*** Working data ***
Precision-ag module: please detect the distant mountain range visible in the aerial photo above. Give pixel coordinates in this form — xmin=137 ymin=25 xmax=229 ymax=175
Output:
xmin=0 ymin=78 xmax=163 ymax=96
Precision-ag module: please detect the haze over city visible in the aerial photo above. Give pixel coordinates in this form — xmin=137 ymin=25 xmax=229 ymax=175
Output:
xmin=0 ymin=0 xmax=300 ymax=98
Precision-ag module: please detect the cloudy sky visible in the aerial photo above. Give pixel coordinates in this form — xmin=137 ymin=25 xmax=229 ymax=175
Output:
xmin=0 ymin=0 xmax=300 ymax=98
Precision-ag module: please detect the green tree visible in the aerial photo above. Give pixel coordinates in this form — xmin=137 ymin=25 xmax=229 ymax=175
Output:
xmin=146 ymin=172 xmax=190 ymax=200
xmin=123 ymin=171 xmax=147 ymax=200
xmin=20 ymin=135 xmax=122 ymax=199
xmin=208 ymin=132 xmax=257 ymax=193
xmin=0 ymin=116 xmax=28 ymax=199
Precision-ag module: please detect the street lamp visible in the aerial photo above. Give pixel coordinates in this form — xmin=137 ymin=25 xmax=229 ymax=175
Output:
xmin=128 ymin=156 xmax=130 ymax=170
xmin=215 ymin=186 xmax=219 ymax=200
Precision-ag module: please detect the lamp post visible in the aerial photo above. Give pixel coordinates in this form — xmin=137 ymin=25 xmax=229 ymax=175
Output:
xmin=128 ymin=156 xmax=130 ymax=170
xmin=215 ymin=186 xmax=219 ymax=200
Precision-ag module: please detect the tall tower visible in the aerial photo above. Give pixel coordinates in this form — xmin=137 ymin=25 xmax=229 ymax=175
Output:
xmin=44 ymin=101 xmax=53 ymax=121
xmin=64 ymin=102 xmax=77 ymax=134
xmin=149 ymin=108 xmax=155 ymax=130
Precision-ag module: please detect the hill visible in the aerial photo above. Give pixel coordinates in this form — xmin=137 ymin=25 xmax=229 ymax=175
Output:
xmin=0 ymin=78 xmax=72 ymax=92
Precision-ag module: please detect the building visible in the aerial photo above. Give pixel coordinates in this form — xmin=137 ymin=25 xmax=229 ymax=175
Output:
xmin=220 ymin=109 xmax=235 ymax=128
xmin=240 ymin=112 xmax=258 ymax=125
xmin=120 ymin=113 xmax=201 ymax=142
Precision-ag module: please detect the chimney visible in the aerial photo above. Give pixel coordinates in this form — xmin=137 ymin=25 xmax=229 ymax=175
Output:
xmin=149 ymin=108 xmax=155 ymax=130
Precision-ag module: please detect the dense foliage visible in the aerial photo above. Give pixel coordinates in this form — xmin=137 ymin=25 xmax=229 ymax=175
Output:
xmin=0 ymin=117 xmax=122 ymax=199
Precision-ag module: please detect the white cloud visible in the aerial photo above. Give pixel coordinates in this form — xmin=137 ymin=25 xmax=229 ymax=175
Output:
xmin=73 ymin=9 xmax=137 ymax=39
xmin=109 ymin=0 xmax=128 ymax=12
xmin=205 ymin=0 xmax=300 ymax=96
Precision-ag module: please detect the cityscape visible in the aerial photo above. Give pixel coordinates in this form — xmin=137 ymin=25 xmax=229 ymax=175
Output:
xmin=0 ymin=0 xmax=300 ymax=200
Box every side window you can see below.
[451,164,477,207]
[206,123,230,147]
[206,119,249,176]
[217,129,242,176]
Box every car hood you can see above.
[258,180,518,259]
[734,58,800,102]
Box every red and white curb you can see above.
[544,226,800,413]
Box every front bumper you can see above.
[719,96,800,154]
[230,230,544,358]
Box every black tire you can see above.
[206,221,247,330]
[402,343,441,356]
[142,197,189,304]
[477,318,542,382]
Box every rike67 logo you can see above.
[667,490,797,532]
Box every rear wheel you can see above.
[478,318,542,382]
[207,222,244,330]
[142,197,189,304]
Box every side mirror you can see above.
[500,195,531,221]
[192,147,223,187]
***
_Exercise instructions:_
Reproduce verbatim the lines of the records from the line containing "Box every black tire you can see above." through the end of the records, including both of those endpoints.

_Completed task:_
Box every black tire you can see above.
[206,221,247,330]
[402,343,441,356]
[142,197,189,304]
[477,318,542,382]
Box every rike67 logo you can see above.
[667,490,797,532]
Box every rear wheel you can see above.
[478,318,542,382]
[207,222,244,330]
[142,197,189,304]
Box every side mirror you can see above.
[500,195,531,221]
[192,147,223,187]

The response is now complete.